TRAVAIL À EFFECTUER
a – D'après l'article sur la crise burundaise, à quelle date les élections communales et législatives se sont-elles tenues ?
b – Énumérez les pays membres de la Communauté est-africaine que cite l'article sur la crise burundaise.

En campagne pour la présidentielle controversée du 15 juillet, le chef de l’Etat burundais, Pierre Nkurunziza, n’a pas assisté au sommet des chefs d’Etat est-africains consacré à la crise politique dans son pays et qui s’est tenu lundi à Dar es-Salam en Tanzanie. C’est dire que la crise burundaise n’est pas près de se terminer.
En effet, sans la coopération du régime, il était prévisible que le sommet de Dar es-Salam n’aboutisse à rien. Cette rencontre, organisée par la Communauté est-africaine (EAC : Burundi, Tanzanie, Rwanda, Ouganda et Kenya), est d’ailleurs la troisième du genre en moins de deux mois portant sur la crise déclenchée par l’annonce, fin avril dernier, de la candidature du président Nkurunziza à un troisième mandat jugé inconstitutionnel par l’opposition.
Et jusque-là, aucune issue n’a été trouvée puisque les élections communales et législatives ont été tenues comme prévu le 29 juin, et que la date des présidentielles est maintenue au 15 juillet. Et ce, malgré les multiples appels à un report du scrutin pour désamorcer la crise. En effet, compte tenu de la crise, et du climat d’insécurité dans le pays, l’EAC, comme la quasi-unanimité de la communauté internationale (Union africaine, Union européenne, Etats-Unis, Onu ...), réclamait un report des élections générales burundaises, ouvertes le 29 juin par des législatives et communales dont les résultats sont encore attendus.

DONNÉES FOURNIES
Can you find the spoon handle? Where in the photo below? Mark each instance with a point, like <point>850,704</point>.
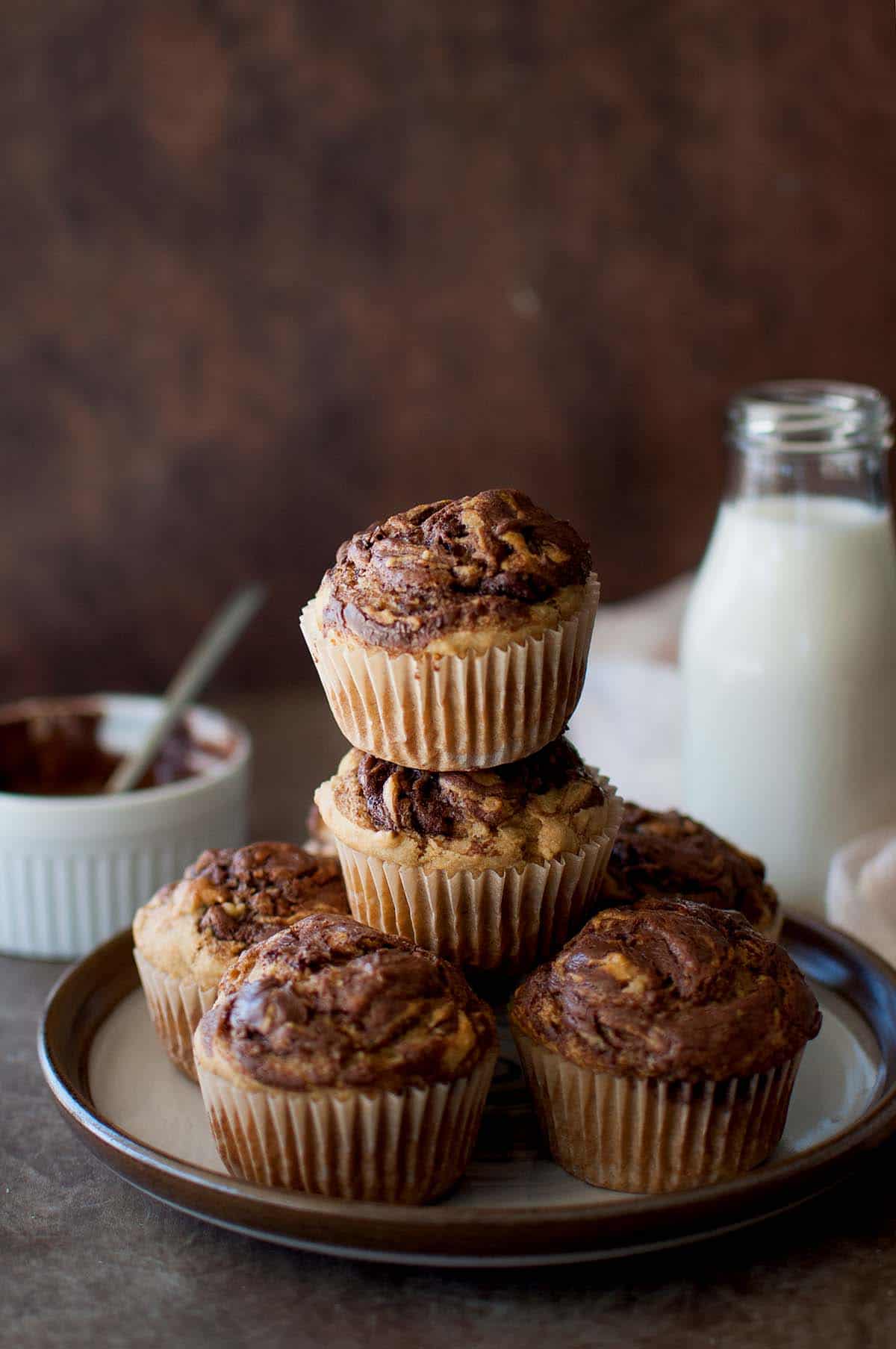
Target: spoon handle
<point>199,667</point>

RÉPONSES CI-DESSOUS
a – Le 29 juin.

b – Burundi, Tanzanie, Rwanda, Ouganda et Kenya.